## BRIEF
Reproduce the part of the ploughman thread starting at "One of my favourite" and ending at "Ploughman (R Burns)".

I'm just starting some research for a possible book about the British ploughman in social history and would appreciate any songs, poems, books, articles etc. on the subject.

The 'jolly fellows who follow the plough' seem to have held a special place in rural society where the ability to 'hold a straight furrow' whilst ploughing an acre a day was especially valued. In Gray's 'Elegy' he signalled the end of the day; Housman and Edward Thomas bemoan ploughmen killed in the trenches; John Stewart Collis tries to learn the skills in 'The Worm Forgives the Plough'; and in songs and poems they are often depicted as raffish, merry fellows, addicted to drinking and womanising – an image of which the ploughman poet himself, Robbie Burns, is a stereotype. It's a subject I find fascinating, probably because my grandfather was a ploughboy at the age of 12, so I'd appreciate any contributions.


03 Aug 12 - 03:35 AM (#3385460)
Subject: RE: Folklore: Songs, poems etc about ploughmen/boys
From: MGM·Lion

Isaiah 2.4 ~~ the bit about beating swords into plowshares, spears into pruning-hooks: hence the ploughman as symbol & exemplar of peaceful times.

~M~


03 Aug 12 - 03:38 AM (#3385461)
Subject: RE: Folklore: Songs, poems etc about ploughmen/boys
From: MGM·Lion

The Season Round / The Ploughshare (Roud 169)

... We will send for the ploughman who ploughs up and down. See the boy with his whip and the man to his plough. Here's a health to the jolly ploughman ...


03 Aug 12 - 03:40 AM (#3385463)
Subject: RE: Folklore: Songs, poems etc about ploughmen/boys
From: MGM·Lion

Re last post ~~ this is of course after we have brought this "So cheerfully round"


03 Aug 12 - 03:58 AM (#3385469)
Subject: RE: Folklore: Songs, poems etc about ploughmen/boys
From: MGM·Lion

Take into account also the symbolic and associative overtones of the name the pub/catering trade adopted for the simple bread'n'cheese bar snack.

~M~

One of my favourite Private Eye [I think it was] cartoons was of the barman saying to the disgruntled customer, "Well, that's what the ploughman has for his lunch ~ fish-fingers & chips!"


03 Aug 12 - 04:08 AM (#3385470)
Subject: RE: Folklore: Songs, poems etc about ploughmen/boys
From: John MacKenzie

The Roving Ploughboy
The Merry Ploughboy
Ploughman Laddies
The Ploughman (R Burns)
All Jolly Fellows that Follow the Plough
Songs that mention ploughing are legion, from John Barleycorn onwards.

## ENTRIES SHOWN
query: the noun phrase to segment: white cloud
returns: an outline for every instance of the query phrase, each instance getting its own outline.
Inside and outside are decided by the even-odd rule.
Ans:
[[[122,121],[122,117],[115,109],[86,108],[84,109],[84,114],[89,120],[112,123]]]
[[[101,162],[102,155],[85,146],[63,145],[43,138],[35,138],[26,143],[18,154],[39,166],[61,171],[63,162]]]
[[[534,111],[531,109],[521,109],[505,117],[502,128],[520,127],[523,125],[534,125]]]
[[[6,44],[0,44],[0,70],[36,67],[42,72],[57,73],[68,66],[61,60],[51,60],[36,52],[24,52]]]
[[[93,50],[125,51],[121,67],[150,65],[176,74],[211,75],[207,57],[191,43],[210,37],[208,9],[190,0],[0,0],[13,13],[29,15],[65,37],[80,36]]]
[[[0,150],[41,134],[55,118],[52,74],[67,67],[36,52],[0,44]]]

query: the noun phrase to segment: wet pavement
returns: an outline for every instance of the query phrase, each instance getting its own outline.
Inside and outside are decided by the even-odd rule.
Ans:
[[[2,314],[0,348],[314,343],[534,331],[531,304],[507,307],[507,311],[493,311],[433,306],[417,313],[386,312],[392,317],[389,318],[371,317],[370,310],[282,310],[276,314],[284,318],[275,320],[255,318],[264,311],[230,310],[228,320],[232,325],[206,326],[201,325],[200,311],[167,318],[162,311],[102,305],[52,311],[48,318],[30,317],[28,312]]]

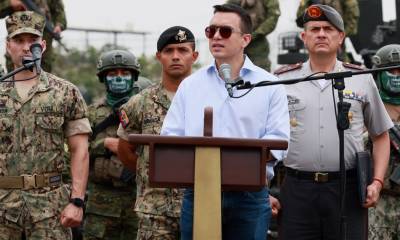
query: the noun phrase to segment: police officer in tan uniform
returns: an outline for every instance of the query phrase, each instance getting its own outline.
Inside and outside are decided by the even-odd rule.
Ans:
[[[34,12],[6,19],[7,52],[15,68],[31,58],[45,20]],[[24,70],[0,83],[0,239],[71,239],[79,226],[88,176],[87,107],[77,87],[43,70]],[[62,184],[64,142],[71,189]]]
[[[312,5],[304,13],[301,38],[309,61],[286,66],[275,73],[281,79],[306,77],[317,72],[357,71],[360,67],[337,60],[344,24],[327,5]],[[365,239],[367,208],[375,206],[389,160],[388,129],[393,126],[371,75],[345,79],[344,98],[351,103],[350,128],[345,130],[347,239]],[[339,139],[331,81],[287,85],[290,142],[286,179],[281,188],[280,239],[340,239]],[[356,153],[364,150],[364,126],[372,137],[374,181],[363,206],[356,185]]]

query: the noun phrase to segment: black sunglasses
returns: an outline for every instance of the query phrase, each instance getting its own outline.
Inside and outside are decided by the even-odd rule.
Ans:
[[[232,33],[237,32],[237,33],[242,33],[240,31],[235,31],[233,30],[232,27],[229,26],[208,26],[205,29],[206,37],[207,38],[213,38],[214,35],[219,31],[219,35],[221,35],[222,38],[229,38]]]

==

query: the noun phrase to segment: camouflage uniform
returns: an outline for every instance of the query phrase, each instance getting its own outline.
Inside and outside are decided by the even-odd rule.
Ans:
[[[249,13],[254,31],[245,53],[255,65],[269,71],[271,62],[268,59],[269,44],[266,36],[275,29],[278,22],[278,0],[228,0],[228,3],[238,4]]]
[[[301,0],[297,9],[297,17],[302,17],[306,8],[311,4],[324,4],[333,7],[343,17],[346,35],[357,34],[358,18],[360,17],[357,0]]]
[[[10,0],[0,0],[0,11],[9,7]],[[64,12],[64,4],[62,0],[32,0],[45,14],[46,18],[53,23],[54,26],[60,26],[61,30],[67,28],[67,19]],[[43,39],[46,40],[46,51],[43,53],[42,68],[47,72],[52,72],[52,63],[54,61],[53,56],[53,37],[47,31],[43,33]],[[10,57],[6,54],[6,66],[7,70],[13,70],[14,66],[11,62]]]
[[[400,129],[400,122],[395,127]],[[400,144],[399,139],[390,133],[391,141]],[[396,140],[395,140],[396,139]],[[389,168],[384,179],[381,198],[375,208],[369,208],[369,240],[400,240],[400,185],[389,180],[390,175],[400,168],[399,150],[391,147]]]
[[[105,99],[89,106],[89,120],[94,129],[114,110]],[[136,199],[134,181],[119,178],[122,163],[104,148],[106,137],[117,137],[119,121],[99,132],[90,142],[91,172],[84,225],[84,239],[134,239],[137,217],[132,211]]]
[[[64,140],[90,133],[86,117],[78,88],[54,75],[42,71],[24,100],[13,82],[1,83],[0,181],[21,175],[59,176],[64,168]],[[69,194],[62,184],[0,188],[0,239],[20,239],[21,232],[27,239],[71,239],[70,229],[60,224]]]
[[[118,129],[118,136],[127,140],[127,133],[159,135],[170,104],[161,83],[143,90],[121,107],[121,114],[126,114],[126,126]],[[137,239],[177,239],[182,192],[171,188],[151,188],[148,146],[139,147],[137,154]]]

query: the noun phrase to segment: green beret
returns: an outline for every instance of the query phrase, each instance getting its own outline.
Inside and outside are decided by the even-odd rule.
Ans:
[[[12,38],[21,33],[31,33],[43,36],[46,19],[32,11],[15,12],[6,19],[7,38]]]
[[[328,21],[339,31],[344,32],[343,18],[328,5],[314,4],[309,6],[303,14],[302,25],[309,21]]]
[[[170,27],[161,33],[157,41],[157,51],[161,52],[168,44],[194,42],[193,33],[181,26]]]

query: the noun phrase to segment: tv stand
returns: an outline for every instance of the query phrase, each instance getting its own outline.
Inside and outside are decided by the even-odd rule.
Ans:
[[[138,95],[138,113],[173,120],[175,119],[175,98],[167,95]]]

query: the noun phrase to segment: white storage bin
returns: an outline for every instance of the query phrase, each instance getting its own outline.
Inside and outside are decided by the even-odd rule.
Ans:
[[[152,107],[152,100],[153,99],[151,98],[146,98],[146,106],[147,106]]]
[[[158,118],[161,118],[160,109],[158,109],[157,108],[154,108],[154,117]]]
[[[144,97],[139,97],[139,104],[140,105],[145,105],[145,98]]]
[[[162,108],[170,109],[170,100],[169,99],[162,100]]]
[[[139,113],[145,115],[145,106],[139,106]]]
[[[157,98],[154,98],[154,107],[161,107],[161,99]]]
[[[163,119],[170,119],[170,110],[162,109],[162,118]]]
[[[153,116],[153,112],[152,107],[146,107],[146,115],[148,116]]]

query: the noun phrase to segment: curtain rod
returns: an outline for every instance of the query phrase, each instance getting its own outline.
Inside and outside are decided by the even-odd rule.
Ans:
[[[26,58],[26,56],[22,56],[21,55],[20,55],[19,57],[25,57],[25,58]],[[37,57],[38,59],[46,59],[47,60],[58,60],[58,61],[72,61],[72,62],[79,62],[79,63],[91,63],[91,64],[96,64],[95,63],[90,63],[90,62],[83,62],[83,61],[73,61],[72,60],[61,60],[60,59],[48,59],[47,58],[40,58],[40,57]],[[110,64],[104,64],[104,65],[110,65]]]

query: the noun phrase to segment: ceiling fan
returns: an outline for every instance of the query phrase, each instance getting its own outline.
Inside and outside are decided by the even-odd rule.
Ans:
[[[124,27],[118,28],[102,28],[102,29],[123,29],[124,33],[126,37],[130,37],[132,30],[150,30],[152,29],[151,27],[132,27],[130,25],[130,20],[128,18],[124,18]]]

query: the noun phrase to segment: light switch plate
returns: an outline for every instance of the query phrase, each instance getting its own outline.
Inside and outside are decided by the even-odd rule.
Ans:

## CORRECT RESULT
One of my favourite Private Eye [I think it was] cartoons was of the barman saying to the disgruntled customer, "Well, that's what the ploughman has for his lunch ~ fish-fingers & chips!"


03 Aug 12 - 04:08 AM (#3385470)
Subject: RE: Folklore: Songs, poems etc about ploughmen/boys
From: John MacKenzie

The Roving Ploughboy
The Merry Ploughboy
Ploughman Laddies
The Ploughman (R Burns)